Material de entrada:
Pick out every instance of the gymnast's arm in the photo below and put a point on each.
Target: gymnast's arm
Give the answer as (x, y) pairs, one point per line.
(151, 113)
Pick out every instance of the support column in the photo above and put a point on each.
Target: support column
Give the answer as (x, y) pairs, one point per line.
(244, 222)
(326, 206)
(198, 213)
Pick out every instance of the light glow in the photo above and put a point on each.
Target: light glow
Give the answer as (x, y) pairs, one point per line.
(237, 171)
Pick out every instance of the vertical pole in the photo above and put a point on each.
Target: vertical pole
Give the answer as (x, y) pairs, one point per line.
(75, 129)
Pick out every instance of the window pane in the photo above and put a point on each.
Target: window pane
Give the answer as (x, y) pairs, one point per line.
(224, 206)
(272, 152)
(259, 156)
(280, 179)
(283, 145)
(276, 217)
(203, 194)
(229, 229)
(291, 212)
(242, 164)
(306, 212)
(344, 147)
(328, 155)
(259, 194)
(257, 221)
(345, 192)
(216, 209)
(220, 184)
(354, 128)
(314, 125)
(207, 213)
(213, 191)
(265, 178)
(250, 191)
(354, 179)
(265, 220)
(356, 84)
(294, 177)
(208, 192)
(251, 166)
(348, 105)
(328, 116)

Instruções e requisitos: Transcreva integralmente o material acima, do início ao fim, mantendo cada linha tal como aparece.

Resposta à tarefa:
Pick out every instance of the gymnast's arm in the photo below and put a point on each.
Target: gymnast's arm
Give the answer as (x, y) pairs, one point per line.
(151, 113)
Pick out every instance of the support column in the photo above and put a point on each.
Target: support column
Give the answer as (x, y) pairs, one point per line.
(244, 222)
(326, 206)
(198, 213)
Pick out every instance of the light glow in the photo above and put a point on each.
Target: light glow
Give the answer as (x, y) pairs, one point per line.
(237, 171)
Pick out every instance of the vertical pole in the photo above and put a point on each.
Target: vertical pole
Give the answer as (x, y) pairs, one point per line.
(75, 129)
Pick out every instance of the window pane in the photo above and put a point on each.
Target: window pane
Give the answer as (x, y) pairs, one point per line.
(224, 206)
(272, 152)
(259, 156)
(280, 179)
(283, 145)
(276, 217)
(203, 194)
(229, 229)
(291, 212)
(242, 164)
(306, 212)
(344, 147)
(328, 155)
(259, 194)
(257, 221)
(345, 192)
(216, 209)
(220, 184)
(354, 128)
(314, 125)
(207, 213)
(213, 191)
(265, 178)
(250, 191)
(354, 179)
(265, 220)
(356, 84)
(294, 177)
(208, 192)
(251, 166)
(348, 105)
(328, 116)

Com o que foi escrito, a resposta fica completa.